## Problem description
Please list every place name that appears in the passage on Michigan's brewing history below.

## Given passage

While there is undoubtedly a thriving and dynamic craft beer industry in Michigan, it is important to talk about Michigan's place in America's brewing history as well.
Bernhard Stroh, the son of a European brewer, founded the Lion's Head Brewery in Detroit in 1850. By all accounts he brewed a superior, deep golden lager, based on a style of beer developed at the Municipal brewery in Pilsen, Bohemia in 1840 and called it Pilsener.
Although it would go through deep changes, this style would go on to become the most popular style of beer in the world. During its rise to prominence, Pilsener (or Pilsner) would also come to be associated with a fizzy, yellow kind of liquid commodity which became the staple for most American beer drinkers from the time following our Prohibition on alcohol to the present day. That is a shame, truly, as any dedicated beer drinker who has spent any time in today's Czech Republic will tell you that the Pilsener brewed there is a revelation and remains a kind of holy grail for many brewers, including myself. But I digress.
The Lion's Head Brewery became Stroh's when Bernhard Stroh Jr. took charge of the brewery following his father's death. The Stroh Brewing Co. adopted the modern technique of pasteurization and capitalized on new refrigeration technology in the late 1890s, which allowed them to broaden their geographical reach and therefore their market share.

## Extracted data
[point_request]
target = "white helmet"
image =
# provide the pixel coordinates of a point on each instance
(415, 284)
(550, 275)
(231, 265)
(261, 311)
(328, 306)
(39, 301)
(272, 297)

## Exercise output
Michigan, America, Detroit, Pilsen, Bohemia, Czech Republic